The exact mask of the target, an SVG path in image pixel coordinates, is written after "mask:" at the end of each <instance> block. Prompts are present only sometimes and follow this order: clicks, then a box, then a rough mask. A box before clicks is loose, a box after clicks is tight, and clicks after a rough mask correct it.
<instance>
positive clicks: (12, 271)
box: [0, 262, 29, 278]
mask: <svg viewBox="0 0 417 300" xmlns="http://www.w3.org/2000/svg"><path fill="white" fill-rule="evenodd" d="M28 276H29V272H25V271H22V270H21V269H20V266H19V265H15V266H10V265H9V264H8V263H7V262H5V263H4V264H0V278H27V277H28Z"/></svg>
__________
§ **DESCRIPTION OF THE TASK**
Set down every line of the material above again, unchanged and in the same order.

§ **OUTPUT OF THE EXERCISE**
The exact mask of the target, an SVG path in image pixel coordinates, is written after "mask:" at the end of each <instance> block. Prompts are present only sometimes and follow this order: clicks, then a box, then a rough mask. A box before clicks is loose, a box after clicks is tight, and clicks after a rough mask correct it.
<instance>
positive clicks: (12, 271)
box: [0, 262, 29, 278]
mask: <svg viewBox="0 0 417 300" xmlns="http://www.w3.org/2000/svg"><path fill="white" fill-rule="evenodd" d="M28 276H29V272H25V271H22V270H21V269H20V266H19V265H15V266H10V265H9V264H8V263H7V262H5V263H4V264H0V278H27V277H28Z"/></svg>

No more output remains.